* Task list
[a] The final paragraph of the passage on communication and leadership names qualities that do not necessarily make someone or something superior. List each of those qualities.
[b] Reproduce word for word everything in the passage on communication and leadership from "Not all ideas" down to "attempt to transfer.".

* Given passage
* * * * *

These things happen largely for reasons related to communication. There’s always a voice with more communication skills, and another with less ability to articulate a perspective. But articulation is a rubber yardstick in the measurement of an idea’s potential, relative at best in an unequal playing field.

A good communicator (leader or team member) needs to do two things simultaneously:

  1. Continually develop the skills of articulation and presence, for their own articulation going out.
  2. Use their communication skills to rise above communication itself and seek the meaning behind other people’s imperfect articulation. (That’s how you level the playing field.)

Not all ideas are articulated equal. Not all professionals can articulate equally. You want to build communication skills while remembering that value lies only in the meaning which delivery is an attempt to transfer.

When I work in companies, I’m going for the win, but all around me I see other potentials. So I operate in a dualistic mindset. On the one hand I stick to the  mission, staying on task to justify my price. I never stray from the task at hand. For me, that usually means maximizing the star performers. I think of this focus as the melody.

On the other hand, I treat all potentials as equal, and never stop looking and listening for the quieter voice, the one holding back, and the forces at work that might be keeping them from standing up and being counted. For me, that usually means ignoring the star performers and focusing on the smaller players. I think of this focus as the harmony.

Is this landing to you as a contradiction? Well it should. It is a dualistic mindset, as both melody and harmony are important in the chorus of your business. Ten years in business as an owner, and ten years in businesses as a coach and consultant, I’ve seen clearly that melody gets far more attention than harmony. If it’s not cut and dry, it’s cut out and left to dry.

It seems to me as I look back at both my career and my life, I’ve been the protector of everything and everyone vulnerable – a shepherd of the delicate moments in my businesses and creative ventures. Somebody had to be in the circles I’ve walked, otherwise great potentials – both people and ideas – would never have gotten to shine. Fastest isn’t always best. Strongest isn’t always right. Most persuasive may not be better than least.

* * * * *

* Listed entries
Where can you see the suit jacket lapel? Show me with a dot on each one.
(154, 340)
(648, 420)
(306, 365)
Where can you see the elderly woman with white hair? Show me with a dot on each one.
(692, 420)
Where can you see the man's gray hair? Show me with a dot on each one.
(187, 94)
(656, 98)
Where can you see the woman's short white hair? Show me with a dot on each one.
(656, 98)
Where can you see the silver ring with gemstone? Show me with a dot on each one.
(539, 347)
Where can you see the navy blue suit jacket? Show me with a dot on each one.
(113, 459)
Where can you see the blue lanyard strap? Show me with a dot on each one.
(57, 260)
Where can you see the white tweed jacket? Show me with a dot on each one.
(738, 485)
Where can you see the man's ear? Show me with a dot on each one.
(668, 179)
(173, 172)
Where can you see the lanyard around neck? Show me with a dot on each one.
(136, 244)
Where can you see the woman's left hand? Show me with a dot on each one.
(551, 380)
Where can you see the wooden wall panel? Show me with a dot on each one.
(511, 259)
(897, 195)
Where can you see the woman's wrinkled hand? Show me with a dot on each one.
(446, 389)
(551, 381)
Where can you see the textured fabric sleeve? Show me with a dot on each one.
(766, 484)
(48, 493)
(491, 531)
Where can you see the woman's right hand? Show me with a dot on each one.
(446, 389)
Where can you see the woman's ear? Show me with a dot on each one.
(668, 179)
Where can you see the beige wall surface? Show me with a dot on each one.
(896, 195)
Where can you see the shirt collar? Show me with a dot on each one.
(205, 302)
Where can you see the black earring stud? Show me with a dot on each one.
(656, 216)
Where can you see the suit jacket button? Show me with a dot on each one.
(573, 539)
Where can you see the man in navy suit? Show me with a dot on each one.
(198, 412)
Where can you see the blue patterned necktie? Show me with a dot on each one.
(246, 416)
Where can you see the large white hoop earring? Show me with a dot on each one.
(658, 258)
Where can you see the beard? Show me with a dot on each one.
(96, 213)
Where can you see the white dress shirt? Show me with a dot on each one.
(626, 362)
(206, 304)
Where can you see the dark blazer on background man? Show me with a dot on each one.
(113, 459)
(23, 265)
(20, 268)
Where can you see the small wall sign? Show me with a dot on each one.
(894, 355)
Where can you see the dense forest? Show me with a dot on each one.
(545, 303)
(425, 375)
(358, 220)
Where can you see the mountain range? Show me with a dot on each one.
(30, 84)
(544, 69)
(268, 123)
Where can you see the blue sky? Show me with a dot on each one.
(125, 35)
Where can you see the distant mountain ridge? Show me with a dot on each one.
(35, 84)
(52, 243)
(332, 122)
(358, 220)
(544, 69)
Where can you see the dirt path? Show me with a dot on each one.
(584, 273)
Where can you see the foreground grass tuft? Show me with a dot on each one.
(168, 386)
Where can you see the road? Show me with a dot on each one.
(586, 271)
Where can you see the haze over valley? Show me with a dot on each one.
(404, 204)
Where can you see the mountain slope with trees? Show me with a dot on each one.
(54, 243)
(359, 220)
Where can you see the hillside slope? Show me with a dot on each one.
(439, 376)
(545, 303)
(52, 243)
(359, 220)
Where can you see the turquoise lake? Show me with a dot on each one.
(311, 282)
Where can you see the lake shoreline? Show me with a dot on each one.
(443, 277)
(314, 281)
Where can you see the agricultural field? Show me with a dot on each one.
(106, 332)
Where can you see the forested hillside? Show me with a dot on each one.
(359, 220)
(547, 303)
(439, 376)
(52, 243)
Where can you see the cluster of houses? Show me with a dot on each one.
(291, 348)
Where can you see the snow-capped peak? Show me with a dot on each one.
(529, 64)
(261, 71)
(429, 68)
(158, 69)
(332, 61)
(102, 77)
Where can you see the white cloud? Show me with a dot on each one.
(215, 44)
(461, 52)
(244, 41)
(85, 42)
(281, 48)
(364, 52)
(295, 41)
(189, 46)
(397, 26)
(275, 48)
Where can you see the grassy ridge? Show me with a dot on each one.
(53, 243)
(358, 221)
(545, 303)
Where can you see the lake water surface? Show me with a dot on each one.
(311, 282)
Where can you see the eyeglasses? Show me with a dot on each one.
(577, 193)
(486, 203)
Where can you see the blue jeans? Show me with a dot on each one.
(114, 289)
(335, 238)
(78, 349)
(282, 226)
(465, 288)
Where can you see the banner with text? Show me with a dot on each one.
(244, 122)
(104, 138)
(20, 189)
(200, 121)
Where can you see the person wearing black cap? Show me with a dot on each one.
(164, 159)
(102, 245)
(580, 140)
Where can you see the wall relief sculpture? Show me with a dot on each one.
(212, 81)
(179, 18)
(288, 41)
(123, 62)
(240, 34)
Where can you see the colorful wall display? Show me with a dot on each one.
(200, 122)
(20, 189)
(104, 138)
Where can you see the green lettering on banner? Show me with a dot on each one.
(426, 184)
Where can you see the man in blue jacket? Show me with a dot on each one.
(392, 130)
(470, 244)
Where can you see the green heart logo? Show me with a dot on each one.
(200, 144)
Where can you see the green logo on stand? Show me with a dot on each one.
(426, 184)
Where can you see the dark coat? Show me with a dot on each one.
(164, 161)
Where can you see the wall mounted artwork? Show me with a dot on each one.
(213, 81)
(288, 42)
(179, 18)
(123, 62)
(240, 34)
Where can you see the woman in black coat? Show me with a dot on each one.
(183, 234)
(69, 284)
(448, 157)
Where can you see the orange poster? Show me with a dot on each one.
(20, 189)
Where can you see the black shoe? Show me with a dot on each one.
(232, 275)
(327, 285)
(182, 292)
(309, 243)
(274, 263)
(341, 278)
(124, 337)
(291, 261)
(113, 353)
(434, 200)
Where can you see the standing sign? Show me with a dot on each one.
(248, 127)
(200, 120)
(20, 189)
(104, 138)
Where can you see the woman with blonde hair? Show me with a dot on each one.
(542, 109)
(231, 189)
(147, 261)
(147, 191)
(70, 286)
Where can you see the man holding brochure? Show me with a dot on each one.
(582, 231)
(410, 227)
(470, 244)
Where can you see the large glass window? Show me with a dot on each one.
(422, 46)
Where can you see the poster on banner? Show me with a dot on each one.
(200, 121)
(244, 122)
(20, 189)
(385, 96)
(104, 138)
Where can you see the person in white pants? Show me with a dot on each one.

* * * * *

* Answers in order
[a]
- Fastest
- Strongest
- Most persuasive

[b]
Not all ideas are articulated equal. Not all professionals can articulate equally. You want to build communication skills while remembering that value lies only in the meaning which delivery is an attempt to transfer.